Putting the P in HPC

One common piece of wisdom in software engineering circles is that developer time is far more valuable than compute time. Most of the time this is very sound advice; if you’re building a small web app then it’s definitely not worth spending heaps of developer time trying to shave off a couple of percent overhead. HPC is different though. We use AMBiT every day and calculations can take anywhere from hours to days (or even weeks in one case), so even a 5% performance improvement can add up to huge gains in productivity.

And this isn’t even that huge by computational physics standards! It’s not uncommon for huge projects like molecular dynamics simulations or lattice QCD (simulating quarks and gluons, the fundamental particles which make up the familiar protons and neutrons) to take months of compute time on massive supercomputers. Seen in this light, it often does make sense to spend several months tracking down and fixing performance pathologies. And it can take months to track down some of these problems, especially since HPC requires reasoning about massive-scale parallelism, which is notoriously difficult to get right.

As I see it, HPC software development has two chief values: performance and correctness. That’s it. Sure, HPC people care about things like security and usability, but we’re much more willing to make trade-offs and sacrifice them for performance and correctness. To put it bluntly, performance is the reason Fortran is still incredibly common in my field, despite it’s name being more or less synonymous with unreadable spaghetti code.

I suspect the narrow set of values, as well as the incredible strictness of the performance constraints, is largely responsible for the impedance mismatch whenever I talk to programmers from other fields about my work. For example, I’ve had multiple well-meaning programmers ask “why don’t you just use a nice, high-level language like Python or Haskell?” It’s not an unreasonable question, since they’re coming from a domain with different values (usually things like maintainability, security or rapid product turnaround time). As I said before, it would be amazingly wasteful for your average web developer to muck around with low-level things like CPU cache friendliness; there are far more pressing things to worry about. (Note: I don’t mean to pick on web developers here. Like any field, there are good and bad webdevs, but the domain is just about as far away from scientific computing as you can get).

**Collected data**
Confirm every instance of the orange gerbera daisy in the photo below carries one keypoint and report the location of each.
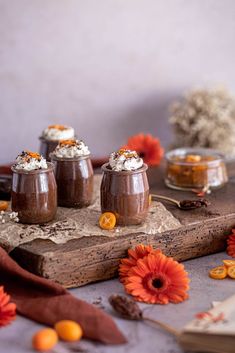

**Brief**
What does the HPC text name as the two chief values of HPC software development?

**Task response**
Performance and correctness.